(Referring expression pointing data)
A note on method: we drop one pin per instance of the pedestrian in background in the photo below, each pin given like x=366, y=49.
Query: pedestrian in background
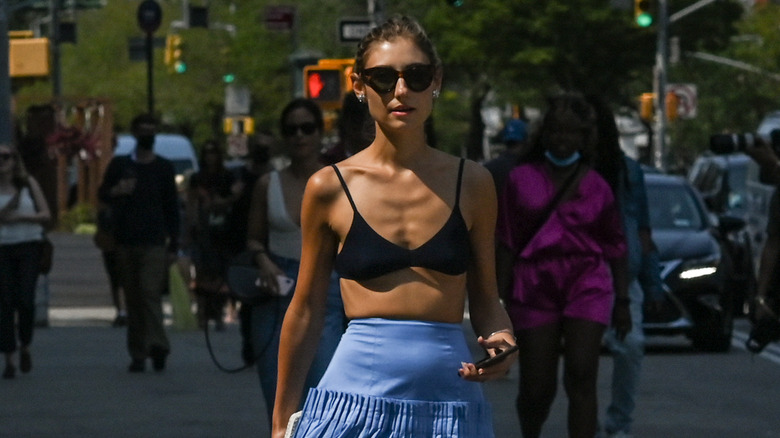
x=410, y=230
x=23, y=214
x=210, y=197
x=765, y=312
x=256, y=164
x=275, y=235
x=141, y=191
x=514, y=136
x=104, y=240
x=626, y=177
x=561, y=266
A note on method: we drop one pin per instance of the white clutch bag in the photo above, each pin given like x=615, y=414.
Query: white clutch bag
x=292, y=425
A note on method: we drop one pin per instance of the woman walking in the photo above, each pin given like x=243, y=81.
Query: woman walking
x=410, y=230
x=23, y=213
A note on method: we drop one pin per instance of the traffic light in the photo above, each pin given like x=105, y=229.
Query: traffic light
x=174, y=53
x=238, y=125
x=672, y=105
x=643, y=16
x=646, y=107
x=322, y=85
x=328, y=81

## Task instructions
Although the records above contain pictures, output every line exactly and leave the pictures out.

## Answer box
A note on method: we drop one pin per instance of the pedestrian in background in the photo below, each pin given like x=366, y=49.
Query: pedestrian in background
x=410, y=230
x=23, y=214
x=210, y=197
x=765, y=312
x=256, y=164
x=275, y=235
x=141, y=191
x=514, y=136
x=104, y=240
x=626, y=177
x=561, y=266
A note on method: we drop one pin per instance of the white clutch bag in the photo above, each pin given like x=615, y=414.
Query: white clutch bag
x=292, y=425
A note on method: we drop one pin per instance of the woman walking in the photo above, each pin given like x=243, y=81.
Query: woman walking
x=410, y=230
x=23, y=213
A note on method: we drop one pin per instance of the traffic light in the photo above, each pin given like x=105, y=229.
Query: traffic light
x=174, y=53
x=238, y=125
x=672, y=105
x=643, y=16
x=646, y=107
x=322, y=85
x=328, y=81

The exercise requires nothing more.